═══ Source ═══

Initial Disclosure: After extensive research, we have taken a short position in shares of EROS. We stand to benefit financially if the stock price declines. This report represents our opinion, and we encourage every reader to do their own due-diligence. Please see our full disclaimer at the bottom of the report.
The last couple of days has seen a dramatic series of events for Eros, a company that has been dogged by allegations of accounting irregularities for years (including in several articles written by us: 1, 2).
India’s second largest credit ratings agency, CARE ratings, suddenly lowered the rating on Eros’s key Indian operating subsidiary by 10 notches to “Default”, catalyzing a wave of intense selling pressure across Eros’s entire capital structure.
Eros’s Bombay Stock Exchange-listed subsidiary subsequently cratered limit-down, along with Eros’s unsecured bonds trading -43%, followed by its NYSE-listed stock which finished the day down about 50%.
Eros initially responded to the default news with a morning press release stating:
Eros International PLC and all of its subsidiaries have met and continue to meet all debt service commitments.
The story already shifted by mid-day however when a follow-up press release acknowledged that its subsidiary was actually late on two loan payments:
(the subsidiary) was late on two loan interest payments for April and May 2019. These interest payments total less than $2 million and are currently in process of remittance.
The release then reiterated the company’s strong cash and liquidity position, although this seemed to do little to allay investor concerns (the stock remained roughly flat from the time of announcement until end of day).
The implosion of Eros’s capital structure seems to have caught many market participants off-guard. Macquarie analysts covering the stock put out a research note entitled “Hard to Explain“, with their best guess being that Eros defaulted due to a “clerical error”.

═══ Data provided ═══

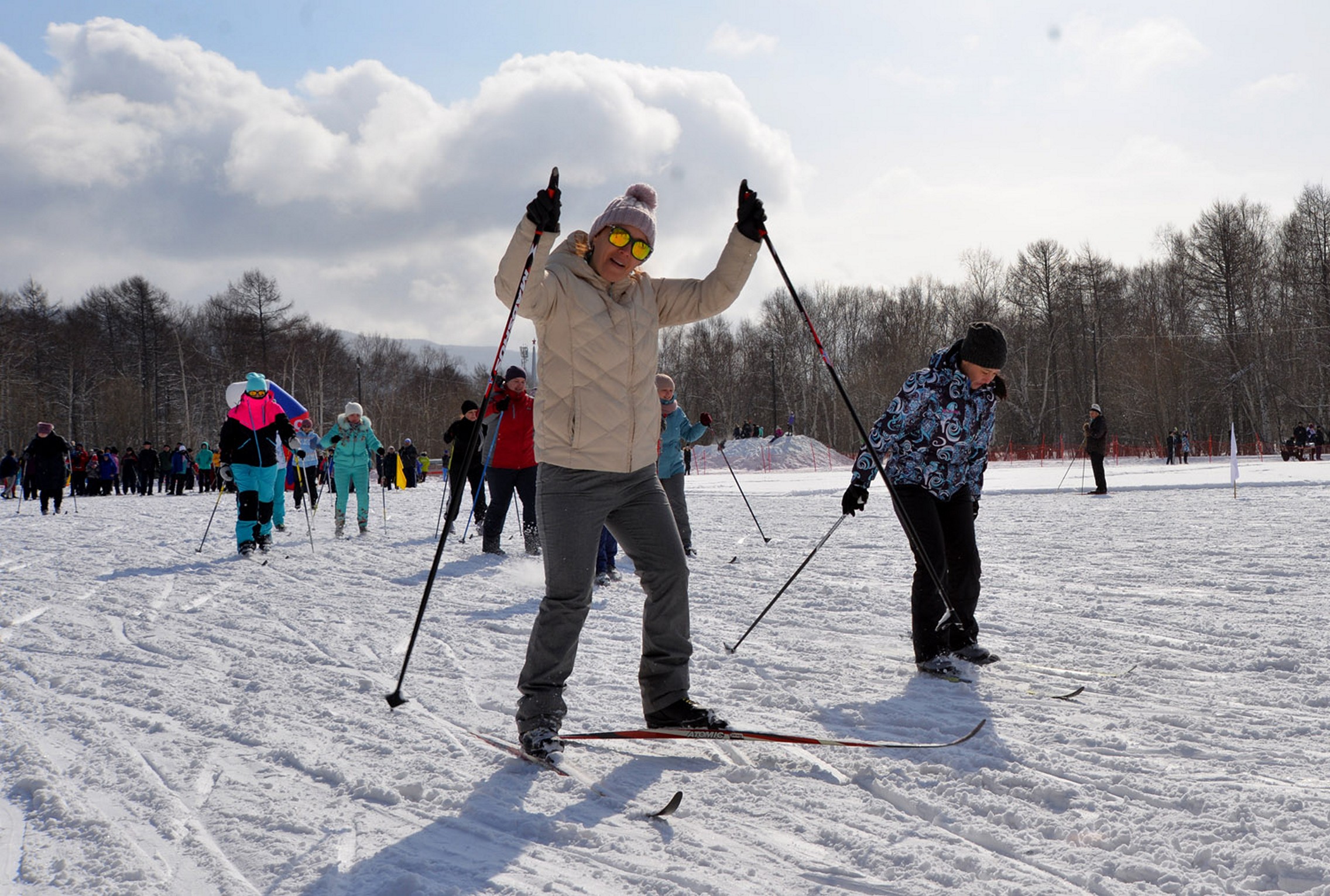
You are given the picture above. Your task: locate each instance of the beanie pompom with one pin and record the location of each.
(644, 193)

═══

Reproduce the Eros report above word for word, everything from "The last couple" down to "by us: 1, 2).".

Correct answer ▸
The last couple of days has seen a dramatic series of events for Eros, a company that has been dogged by allegations of accounting irregularities for years (including in several articles written by us: 1, 2).